* _The task_:
In full and without alteration, give the listing again.

* _Exercise inputs_:
++++++++++
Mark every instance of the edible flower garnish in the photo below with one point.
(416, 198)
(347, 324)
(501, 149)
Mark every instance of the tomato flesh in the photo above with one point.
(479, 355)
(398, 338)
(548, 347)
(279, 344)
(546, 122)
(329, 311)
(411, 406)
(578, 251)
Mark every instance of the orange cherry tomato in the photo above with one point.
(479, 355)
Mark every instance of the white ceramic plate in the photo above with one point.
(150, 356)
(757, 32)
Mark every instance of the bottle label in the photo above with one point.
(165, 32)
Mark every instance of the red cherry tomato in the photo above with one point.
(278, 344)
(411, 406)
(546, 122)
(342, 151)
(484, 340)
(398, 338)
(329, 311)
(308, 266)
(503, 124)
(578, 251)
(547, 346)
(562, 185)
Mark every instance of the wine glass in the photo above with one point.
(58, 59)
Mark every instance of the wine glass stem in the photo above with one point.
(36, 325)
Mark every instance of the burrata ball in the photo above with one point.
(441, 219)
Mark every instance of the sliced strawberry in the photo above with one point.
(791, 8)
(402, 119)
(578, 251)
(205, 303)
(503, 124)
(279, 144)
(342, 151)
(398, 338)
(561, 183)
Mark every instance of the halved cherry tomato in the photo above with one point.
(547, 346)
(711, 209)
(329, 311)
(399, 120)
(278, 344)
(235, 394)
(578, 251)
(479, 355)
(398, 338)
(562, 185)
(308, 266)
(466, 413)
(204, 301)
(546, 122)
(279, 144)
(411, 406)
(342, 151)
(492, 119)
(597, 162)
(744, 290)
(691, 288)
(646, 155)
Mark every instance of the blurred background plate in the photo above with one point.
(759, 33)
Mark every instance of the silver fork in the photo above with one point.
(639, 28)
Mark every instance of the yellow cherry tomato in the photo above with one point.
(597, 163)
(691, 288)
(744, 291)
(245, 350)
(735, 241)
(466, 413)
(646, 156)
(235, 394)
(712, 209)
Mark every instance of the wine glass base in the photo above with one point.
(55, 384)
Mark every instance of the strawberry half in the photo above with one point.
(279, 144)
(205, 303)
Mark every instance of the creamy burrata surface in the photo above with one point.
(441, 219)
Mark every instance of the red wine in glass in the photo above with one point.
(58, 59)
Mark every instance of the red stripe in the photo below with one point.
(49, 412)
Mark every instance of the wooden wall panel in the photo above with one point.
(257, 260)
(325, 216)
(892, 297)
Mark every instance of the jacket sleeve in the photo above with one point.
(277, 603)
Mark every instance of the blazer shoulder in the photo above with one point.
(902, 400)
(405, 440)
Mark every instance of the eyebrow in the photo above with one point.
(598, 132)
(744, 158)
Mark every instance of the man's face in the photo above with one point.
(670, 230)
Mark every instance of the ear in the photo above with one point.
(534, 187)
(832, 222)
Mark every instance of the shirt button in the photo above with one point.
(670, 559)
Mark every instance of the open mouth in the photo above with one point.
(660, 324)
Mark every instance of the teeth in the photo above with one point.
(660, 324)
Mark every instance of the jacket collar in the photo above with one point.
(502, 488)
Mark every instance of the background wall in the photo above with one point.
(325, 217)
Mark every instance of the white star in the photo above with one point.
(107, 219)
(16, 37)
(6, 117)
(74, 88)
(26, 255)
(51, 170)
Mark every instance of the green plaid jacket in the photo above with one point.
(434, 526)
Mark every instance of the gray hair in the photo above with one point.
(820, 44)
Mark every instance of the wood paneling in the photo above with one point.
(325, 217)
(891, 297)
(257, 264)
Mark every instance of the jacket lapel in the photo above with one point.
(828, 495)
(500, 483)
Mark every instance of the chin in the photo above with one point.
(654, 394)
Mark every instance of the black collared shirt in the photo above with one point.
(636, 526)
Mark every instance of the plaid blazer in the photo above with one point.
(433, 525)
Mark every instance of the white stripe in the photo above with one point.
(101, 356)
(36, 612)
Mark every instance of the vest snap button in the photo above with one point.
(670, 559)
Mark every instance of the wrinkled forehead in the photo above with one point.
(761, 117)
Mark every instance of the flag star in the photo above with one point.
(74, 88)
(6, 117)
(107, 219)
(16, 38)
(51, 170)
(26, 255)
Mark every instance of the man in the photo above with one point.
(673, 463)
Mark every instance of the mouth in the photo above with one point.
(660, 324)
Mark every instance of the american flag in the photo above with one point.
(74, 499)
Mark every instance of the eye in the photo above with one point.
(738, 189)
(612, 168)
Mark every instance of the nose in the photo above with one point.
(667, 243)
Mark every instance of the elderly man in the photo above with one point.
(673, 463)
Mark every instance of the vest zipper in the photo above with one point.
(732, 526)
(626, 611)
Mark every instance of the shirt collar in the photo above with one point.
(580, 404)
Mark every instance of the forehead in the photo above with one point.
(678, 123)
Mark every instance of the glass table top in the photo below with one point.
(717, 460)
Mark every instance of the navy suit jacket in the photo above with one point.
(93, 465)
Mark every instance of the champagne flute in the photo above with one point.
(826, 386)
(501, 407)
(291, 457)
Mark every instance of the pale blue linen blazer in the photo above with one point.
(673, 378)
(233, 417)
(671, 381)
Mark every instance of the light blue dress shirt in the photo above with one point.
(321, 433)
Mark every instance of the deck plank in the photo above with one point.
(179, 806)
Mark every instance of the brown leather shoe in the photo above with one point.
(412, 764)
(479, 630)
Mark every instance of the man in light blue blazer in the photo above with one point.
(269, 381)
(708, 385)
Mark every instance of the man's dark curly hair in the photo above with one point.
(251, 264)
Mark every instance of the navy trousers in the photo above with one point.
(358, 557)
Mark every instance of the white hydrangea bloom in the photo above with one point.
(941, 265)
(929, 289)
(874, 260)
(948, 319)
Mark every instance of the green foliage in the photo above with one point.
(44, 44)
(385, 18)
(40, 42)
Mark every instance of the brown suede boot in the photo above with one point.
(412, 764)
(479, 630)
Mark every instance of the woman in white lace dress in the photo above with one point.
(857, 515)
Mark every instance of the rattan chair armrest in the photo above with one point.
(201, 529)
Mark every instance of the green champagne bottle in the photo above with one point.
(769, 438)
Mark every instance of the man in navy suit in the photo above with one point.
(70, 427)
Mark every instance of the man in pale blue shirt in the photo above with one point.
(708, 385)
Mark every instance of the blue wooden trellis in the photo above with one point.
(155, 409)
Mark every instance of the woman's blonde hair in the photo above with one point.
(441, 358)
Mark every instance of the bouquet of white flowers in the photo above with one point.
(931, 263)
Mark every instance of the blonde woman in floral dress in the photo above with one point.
++++++++++
* _Task result_:
Mark every instance of the edible flower garnish in the photo below with one point.
(416, 198)
(347, 324)
(501, 149)
Mark every instance of the tomato flesh in the photo above with one point.
(479, 355)
(398, 338)
(548, 347)
(279, 344)
(546, 122)
(329, 311)
(411, 406)
(578, 251)
Mark every instance of the orange cherry tomato in the photo above with one point.
(479, 355)
Mark every instance of the white ceramic plate in the photo above with one point.
(150, 356)
(757, 32)
Mark every instance of the bottle label in the photo above with one point.
(165, 32)
Mark every instance of the red cherry tomato in the photo above with one point.
(278, 344)
(411, 406)
(546, 122)
(342, 151)
(484, 340)
(398, 338)
(329, 311)
(308, 266)
(503, 124)
(578, 251)
(547, 346)
(562, 185)
Mark every instance of the wine glass in the photo above with one point.
(58, 59)
Mark every instance of the wine glass stem in the photo above with one point.
(36, 325)
Mark every instance of the burrata ball in the photo above with one point.
(441, 219)
Mark every instance of the sliced strawberry in the photo above with one point.
(791, 8)
(402, 119)
(578, 251)
(205, 303)
(503, 124)
(279, 144)
(342, 151)
(398, 338)
(561, 183)
Mark every instance of the halved cherry tomato in the photo above with one point.
(547, 346)
(711, 209)
(329, 311)
(399, 120)
(278, 344)
(235, 394)
(578, 251)
(479, 355)
(398, 338)
(562, 185)
(308, 266)
(466, 413)
(204, 301)
(546, 122)
(279, 144)
(411, 406)
(342, 151)
(492, 119)
(597, 162)
(744, 290)
(691, 288)
(646, 155)
Mark every instance of the blurred background plate in the photo above with one point.
(759, 33)
Mark every instance of the silver fork in the photo above with one point.
(639, 28)
Mark every instance of the yellow cherry tomato in the photo above with one point.
(597, 163)
(691, 288)
(744, 291)
(245, 350)
(735, 241)
(466, 413)
(646, 156)
(235, 394)
(712, 209)
Mark every instance of the wine glass base in the photo above with one point.
(55, 384)
Mark every instance of the strawberry half in the photo above with one point.
(279, 144)
(205, 303)
Mark every instance of the creamy burrata surface in the photo above with one point.
(441, 219)
Mark every instance of the red wine in glass in the photo above with one point.
(58, 59)
Mark every instance of the red stripe in the photo below with one point.
(49, 412)
Mark every instance of the wooden wall panel in the photo above with one point.
(257, 260)
(325, 216)
(892, 297)
Mark every instance of the jacket sleeve in the photo above with one point.
(277, 603)
Mark every instance of the blazer shoulder in the photo above with one point.
(902, 400)
(405, 440)
Mark every instance of the eyebrow in the photo above with one point.
(598, 132)
(744, 158)
Mark every instance of the man's face in the photo above with one point.
(670, 230)
Mark every instance of the ear in the photo above with one point.
(534, 187)
(832, 222)
Mark every instance of the shirt button in the photo above with one point.
(670, 559)
Mark every instance of the open mouth in the photo above with one point.
(660, 324)
Mark every instance of the teeth in the photo above with one point.
(660, 324)
Mark every instance of the jacket collar in the photo above with one point.
(502, 488)
Mark every instance of the background wall in the photo above with one point.
(325, 217)
Mark every instance of the white star in the photo above with one point.
(107, 219)
(16, 37)
(6, 117)
(74, 88)
(26, 255)
(51, 170)
Mark every instance of the green plaid jacket in the photo above with one point.
(434, 526)
Mark every instance of the gray hair in the photo above with one point.
(820, 44)
Mark every instance of the wood paneling in the photo above with one point.
(325, 217)
(891, 297)
(257, 264)
Mark every instance of the jacket lapel in the photo above with one point.
(828, 495)
(500, 483)
Mark every instance of the chin in the photo above with one point.
(654, 394)
Mark every instance of the black collared shirt in the photo above with one point.
(636, 526)
Mark every instance of the plaid blazer in the photo above with one point.
(433, 525)
Mark every instance of the white stripe in the photo above with one point.
(101, 356)
(36, 612)
Mark every instance of the vest snap button in the photo above with one point.
(670, 559)
Mark every instance of the wrinkled forehead in the photo above with one point.
(761, 117)
Mark every instance of the flag star in the photo above with one point.
(74, 88)
(6, 117)
(107, 219)
(16, 38)
(51, 170)
(26, 255)
Mark every instance of the man in the photo above with one point.
(673, 463)
Mark every instance of the mouth in the photo above with one point.
(660, 324)
Mark every instance of the american flag in the photo above with one point.
(74, 499)
Mark every instance of the eye in the photo above with one point.
(738, 189)
(612, 168)
Mark every instance of the nose in the photo above with one point.
(667, 243)
Mark every instance of the elderly man in the photo above with one point.
(673, 463)
Mark every instance of the vest zipper in the photo above with one point.
(732, 526)
(626, 611)
Mark every instance of the shirt collar in the photo above with one point.
(580, 404)
Mark every instance of the forehead in the photo above with one point.
(678, 123)
Mark every instance of the glass table top in the photo below with one point.
(717, 460)
Mark every instance of the navy suit jacket in the photo above with one point.
(93, 465)
Mark every instance of the champagne flute in the photo above with one point.
(826, 386)
(501, 407)
(291, 457)
Mark every instance of the pale blue linen blazer in the photo above with one point.
(673, 378)
(233, 417)
(671, 381)
Mark every instance of the light blue dress shirt in the photo above with one point.
(321, 433)
Mark every instance of the deck plank in the photo above with one point.
(179, 806)
Mark every instance of the brown leather shoe in the photo above with one point.
(412, 764)
(479, 630)
Mark every instance of the man in light blue blazer in the photo above with one point.
(269, 381)
(708, 385)
Mark every instance of the man's dark curly hair in the photo above with one point.
(251, 264)
Mark every instance of the navy trousers in the photo above with one point.
(358, 557)
Mark every instance of the white hydrangea bloom in the photo above with one point.
(941, 265)
(929, 289)
(874, 260)
(948, 319)
Mark every instance of the green foliage in the photo above with one point.
(44, 44)
(385, 18)
(40, 42)
Mark every instance of the brown suede boot in the photo above with one point.
(412, 764)
(479, 630)
Mark every instance of the woman in white lace dress in the photo above with one point.
(857, 515)
Mark every instance of the rattan chair armrest in the photo above with one point.
(201, 529)
Mark every instance of the green champagne bottle in the photo above with one point.
(769, 438)
Mark every instance of the man in navy suit in the photo above with one point.
(70, 427)
Mark every instance of the man in pale blue shirt in the photo above with one point.
(708, 385)
Mark every instance of the blue wooden trellis in the photo above with one point.
(155, 409)
Mark every instance of the woman's blonde hair in the photo above with one point.
(441, 358)
Mark every instance of the bouquet of white flowers in the photo above with one point.
(931, 263)
Mark every instance of the blonde woman in floral dress in the photo above with one point.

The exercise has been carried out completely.